■ Work instructions ■
Exact copy, no pictures: output all the records that follow.

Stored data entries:
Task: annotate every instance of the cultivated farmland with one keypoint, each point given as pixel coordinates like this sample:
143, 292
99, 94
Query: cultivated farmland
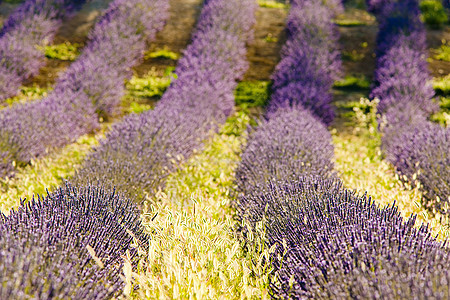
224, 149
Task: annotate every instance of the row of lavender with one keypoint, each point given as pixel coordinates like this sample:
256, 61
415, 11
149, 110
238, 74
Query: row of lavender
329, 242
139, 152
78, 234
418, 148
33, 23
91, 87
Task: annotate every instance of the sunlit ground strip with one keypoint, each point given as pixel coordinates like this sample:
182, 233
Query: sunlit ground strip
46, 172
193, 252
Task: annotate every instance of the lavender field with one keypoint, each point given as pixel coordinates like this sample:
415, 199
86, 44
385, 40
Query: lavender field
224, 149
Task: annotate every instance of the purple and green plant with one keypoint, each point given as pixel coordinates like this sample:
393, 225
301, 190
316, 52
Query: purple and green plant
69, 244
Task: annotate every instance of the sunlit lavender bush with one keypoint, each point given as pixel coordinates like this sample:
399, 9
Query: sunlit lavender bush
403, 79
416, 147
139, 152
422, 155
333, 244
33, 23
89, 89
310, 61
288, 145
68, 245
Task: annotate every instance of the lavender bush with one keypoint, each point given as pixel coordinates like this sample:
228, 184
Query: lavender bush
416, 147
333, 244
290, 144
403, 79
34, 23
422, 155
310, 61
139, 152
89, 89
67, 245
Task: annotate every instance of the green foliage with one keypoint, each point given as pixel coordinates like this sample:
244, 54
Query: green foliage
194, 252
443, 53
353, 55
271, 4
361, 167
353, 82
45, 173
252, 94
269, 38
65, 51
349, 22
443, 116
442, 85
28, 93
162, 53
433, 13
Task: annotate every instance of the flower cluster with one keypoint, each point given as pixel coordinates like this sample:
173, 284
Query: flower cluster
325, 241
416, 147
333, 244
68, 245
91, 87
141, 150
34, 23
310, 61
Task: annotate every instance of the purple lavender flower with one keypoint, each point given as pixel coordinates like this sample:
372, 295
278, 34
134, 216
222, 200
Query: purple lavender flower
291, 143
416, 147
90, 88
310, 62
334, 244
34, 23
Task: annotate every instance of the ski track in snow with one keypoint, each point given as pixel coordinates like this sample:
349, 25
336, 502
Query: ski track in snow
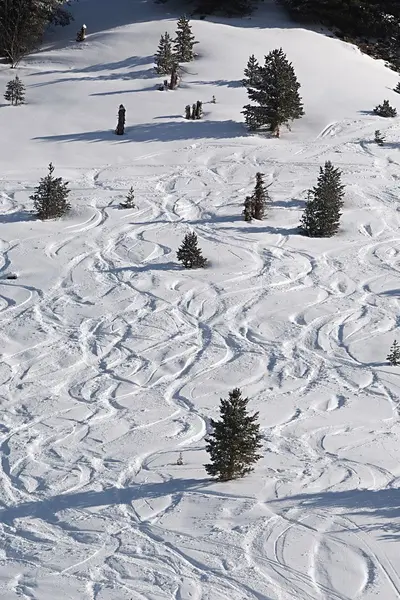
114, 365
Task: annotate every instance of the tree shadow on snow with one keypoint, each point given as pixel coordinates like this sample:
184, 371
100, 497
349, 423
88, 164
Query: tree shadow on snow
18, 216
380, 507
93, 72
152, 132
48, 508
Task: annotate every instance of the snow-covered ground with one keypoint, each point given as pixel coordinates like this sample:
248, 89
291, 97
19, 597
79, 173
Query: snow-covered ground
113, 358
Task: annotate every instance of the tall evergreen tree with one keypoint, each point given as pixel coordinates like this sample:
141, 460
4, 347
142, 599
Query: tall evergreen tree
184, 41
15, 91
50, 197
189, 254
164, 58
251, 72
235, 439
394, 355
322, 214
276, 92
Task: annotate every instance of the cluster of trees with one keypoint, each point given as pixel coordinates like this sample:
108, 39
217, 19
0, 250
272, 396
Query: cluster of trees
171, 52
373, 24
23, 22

■ Output below ■
Task: annotate every instance of the cultivated farmland with one keypoint, each point given as pixel coordinates like this sample:
143, 292
99, 94
Query: cultivated farmland
224, 149
Task: annotate every instance of the row of lavender with one keypoint, each point given as pixel coordinates like this sample:
256, 61
415, 11
149, 110
238, 74
Query: row of lavender
329, 242
139, 152
78, 234
418, 148
33, 23
91, 87
Task: annotate every instance of the sunlit ground strip with one keypoint, each point given as pixel coordinates like this sample:
182, 233
Query: sunlit ground strip
46, 172
193, 252
Task: annotate every instance of the lavender field with one keypoint, each point given as pixel coordinates like this sample:
415, 199
86, 44
385, 40
Query: lavender field
224, 149
Task: annotate every instance of the purple and green plant with one keypoint, each point given as pixel coordinates like this sample:
393, 225
301, 190
316, 52
Query: purple and green plant
69, 244
Task: annotate every instance of the sunlit lavender bush with one keypoint, each point given as pixel coordinates like this sample:
399, 9
Query: sunlit lavender bush
403, 79
416, 147
139, 152
422, 155
333, 244
33, 23
89, 89
310, 61
288, 145
68, 245
Task: annotate every instance of the lavender bush with one keypoint, each point given as pixel coordinates like this sample:
228, 184
Query: lavender bush
416, 147
333, 244
290, 144
403, 79
34, 23
422, 155
310, 61
139, 152
89, 89
67, 245
Task: annotate every instance of the green foliage with one keypoint, each point given as pixel coordinates like this sample:
244, 54
Query: green foliage
194, 252
443, 53
353, 55
271, 4
361, 167
353, 82
45, 173
252, 94
269, 38
65, 51
349, 22
443, 116
442, 85
28, 93
162, 53
433, 13
Task: annotate every instance of the flower cluster with one keypoint, each point given as pixel coordinates like this sample:
173, 284
Query: flower cluster
325, 241
416, 147
333, 244
68, 245
91, 87
141, 150
34, 23
310, 61
Task: annotate every instance of the purple lavender flower with one keypoint, each point given as pixel coordinates like this sample:
372, 295
278, 34
134, 216
222, 200
Query: purple lavender flower
291, 143
416, 147
90, 88
310, 62
334, 244
34, 23
Task: annotate every instance of the ski track in snow with one keypoint, each point given as pixel coordinates like this sample:
349, 25
336, 502
Query: ski track in snow
114, 365
Task: annotate every instance of the tree shadow on snow with one keypoint, each point given as pixel coordinates like this sample:
184, 371
100, 497
349, 423
88, 164
Query: tree shadow on snow
18, 216
380, 507
93, 72
152, 132
48, 508
Task: annotate every instance of the snow-covered ground with one keypoint, each point given as pixel coordinates like this sample:
248, 89
291, 97
19, 597
79, 173
Query: snow-covered ground
113, 358
Task: annotate every instance of the tall evergreen tree with one keypoint, each point given as pixel coordinates like this sample:
141, 460
4, 347
142, 599
Query: tall evergreen tree
184, 41
15, 91
50, 197
189, 254
164, 58
251, 72
235, 439
394, 355
322, 214
276, 92
Task: annotate every instance of the cluster of trees with one keypoint, each point given as pixel coordinates like this sample:
108, 39
217, 19
0, 250
272, 396
Query: cluster of trees
171, 52
373, 24
23, 22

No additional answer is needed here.